====== INFORMATION SHOWN ======

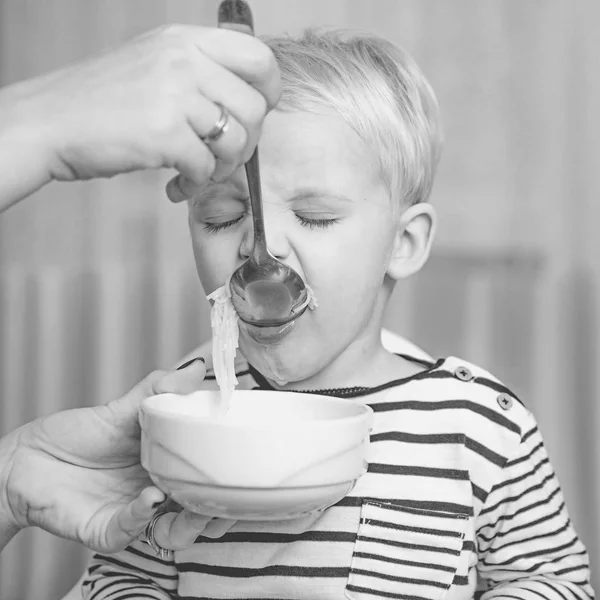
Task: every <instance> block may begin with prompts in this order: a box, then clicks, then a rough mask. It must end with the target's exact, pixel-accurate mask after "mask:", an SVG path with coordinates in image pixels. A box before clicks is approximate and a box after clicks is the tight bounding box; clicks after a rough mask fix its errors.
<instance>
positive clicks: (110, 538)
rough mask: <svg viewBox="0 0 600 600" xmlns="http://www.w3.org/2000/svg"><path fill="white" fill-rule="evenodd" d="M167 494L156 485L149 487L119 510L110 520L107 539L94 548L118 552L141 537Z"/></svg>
mask: <svg viewBox="0 0 600 600" xmlns="http://www.w3.org/2000/svg"><path fill="white" fill-rule="evenodd" d="M164 499H165V495H164V494H163V493H162V492H161V491H160V490H159V489H158V488H156V487H153V486H151V487H147V488H145V489H144V490H142V492H141V493H140V495H139V496H138V497H137V498H135V499H134V500H133V501H132V502H130V503H129V504H128V505H127V506H125V507H123V508H121V509H120V510H118V511H117V512H116V513H115V514H114V515H113V516H112V517H111V518H110V520H109V522H108V525H107V527H106V532H105V539H104V540H102V541H101V542H100V543H99V544H98V547H97V548H93V549H94V550H103V551H109V552H116V551H117V550H122V549H123V548H126V547H127V546H128V545H129V544H130V543H131V541H132V540H134V539H135V538H137V537H139V536H140V535H141V534H142V533H143V531H144V529H145V528H146V525H147V524H148V522H149V521H150V519H151V518H152V516H153V515H154V513H155V511H156V505H157V504H159V503H161V502H163V501H164Z"/></svg>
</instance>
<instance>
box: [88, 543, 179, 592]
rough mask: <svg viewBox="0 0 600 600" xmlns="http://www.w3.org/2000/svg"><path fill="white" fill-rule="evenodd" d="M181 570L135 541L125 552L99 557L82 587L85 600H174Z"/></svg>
mask: <svg viewBox="0 0 600 600" xmlns="http://www.w3.org/2000/svg"><path fill="white" fill-rule="evenodd" d="M177 582H178V574H177V569H176V568H175V563H174V562H173V561H172V560H164V559H162V558H158V557H156V556H154V551H153V550H152V548H150V546H148V544H145V543H143V542H141V541H139V540H135V541H134V542H133V543H132V544H131V545H130V546H128V547H127V548H126V549H125V550H123V551H122V552H117V553H115V554H106V555H101V554H95V555H94V556H93V557H92V560H91V563H90V566H89V567H88V570H87V572H86V574H85V578H84V580H83V583H82V598H83V600H129V599H133V598H135V599H136V600H142V599H143V600H150V599H151V600H172V598H174V597H176V594H175V592H176V590H177Z"/></svg>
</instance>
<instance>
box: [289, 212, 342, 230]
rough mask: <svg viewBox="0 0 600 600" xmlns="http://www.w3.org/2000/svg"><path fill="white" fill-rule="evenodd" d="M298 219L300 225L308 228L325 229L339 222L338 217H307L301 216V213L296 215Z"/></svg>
mask: <svg viewBox="0 0 600 600" xmlns="http://www.w3.org/2000/svg"><path fill="white" fill-rule="evenodd" d="M296 218H297V219H298V221H300V225H302V226H303V227H308V228H309V229H327V228H328V227H332V226H333V225H335V224H336V223H338V222H339V220H340V219H339V218H333V219H322V218H321V219H308V218H306V217H303V216H302V215H298V214H297V215H296Z"/></svg>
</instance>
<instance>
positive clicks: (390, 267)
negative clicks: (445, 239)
mask: <svg viewBox="0 0 600 600" xmlns="http://www.w3.org/2000/svg"><path fill="white" fill-rule="evenodd" d="M436 225H437V215H436V212H435V209H434V208H433V206H431V204H427V203H426V202H423V203H419V204H414V205H413V206H410V207H409V208H407V209H406V210H405V211H404V212H403V213H402V214H401V215H400V217H399V218H398V223H397V226H396V233H395V235H394V241H393V244H392V250H391V253H390V259H389V262H388V268H387V271H386V272H387V274H388V275H389V276H390V277H391V278H392V279H394V280H395V281H396V280H398V279H404V278H405V277H409V276H410V275H413V274H414V273H417V272H418V271H419V270H420V269H421V267H422V266H423V265H424V264H425V263H426V262H427V259H428V258H429V254H430V252H431V245H432V243H433V238H434V237H435V231H436Z"/></svg>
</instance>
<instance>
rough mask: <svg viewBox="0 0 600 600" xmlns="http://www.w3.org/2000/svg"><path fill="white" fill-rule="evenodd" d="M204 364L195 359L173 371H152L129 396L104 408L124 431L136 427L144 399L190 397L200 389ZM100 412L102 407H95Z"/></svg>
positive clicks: (106, 406) (112, 418) (136, 426)
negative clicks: (192, 394) (171, 395)
mask: <svg viewBox="0 0 600 600" xmlns="http://www.w3.org/2000/svg"><path fill="white" fill-rule="evenodd" d="M204 363H205V361H204V358H202V357H197V358H194V359H192V360H190V361H188V362H187V363H185V364H183V365H181V367H179V368H178V369H177V370H176V371H154V372H153V373H151V374H150V375H148V377H146V378H145V379H144V380H142V381H141V382H140V383H138V384H137V385H136V386H135V387H134V388H133V389H132V390H131V391H130V392H128V393H127V394H125V395H124V396H122V397H121V398H119V399H118V400H113V401H111V402H109V403H108V404H106V405H104V408H106V409H108V412H109V413H110V414H111V416H112V421H114V422H115V423H116V424H118V425H120V426H121V427H123V426H124V425H126V424H128V423H129V424H130V425H131V426H132V427H133V428H136V427H137V423H138V420H137V419H138V410H139V408H140V403H141V402H142V400H144V399H145V398H149V397H150V396H155V395H156V394H166V393H171V394H191V393H192V392H195V391H196V390H197V389H199V388H200V385H201V383H202V381H204V377H205V376H206V367H205V365H204ZM98 408H101V407H98Z"/></svg>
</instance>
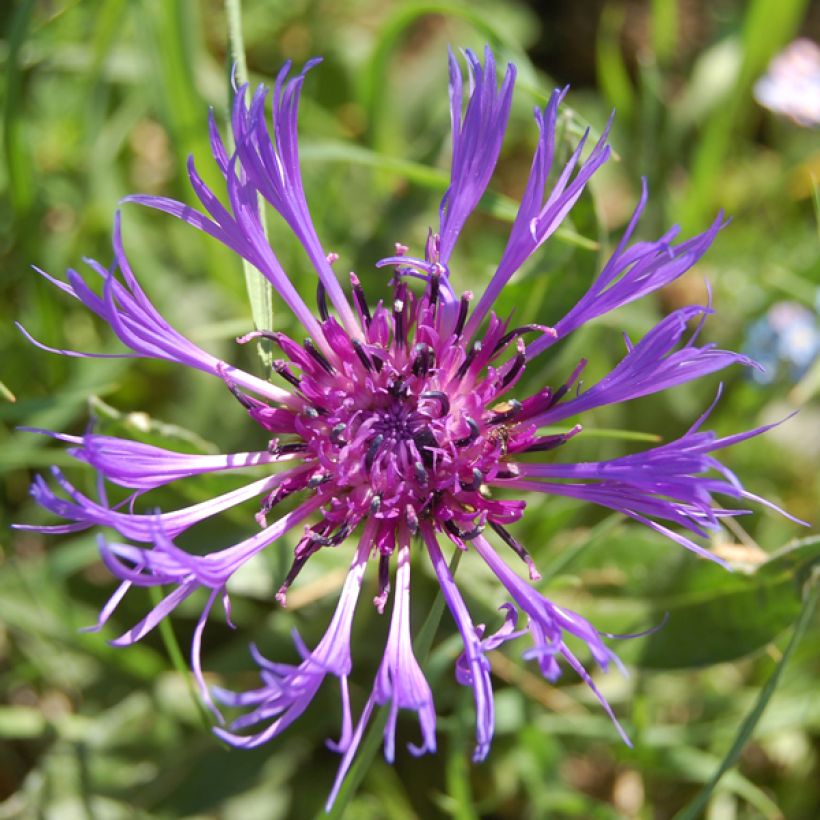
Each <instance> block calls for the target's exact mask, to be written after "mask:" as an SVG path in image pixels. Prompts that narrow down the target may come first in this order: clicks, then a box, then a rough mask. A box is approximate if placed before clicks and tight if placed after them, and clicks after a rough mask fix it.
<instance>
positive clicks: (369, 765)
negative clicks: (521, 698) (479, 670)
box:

======

* [THE PROBLEM]: Scan the data above, please, and give the number of lines where the word "positive" occurs, with no further text.

* [RESPONSE FOR THIS EXERCISE]: 4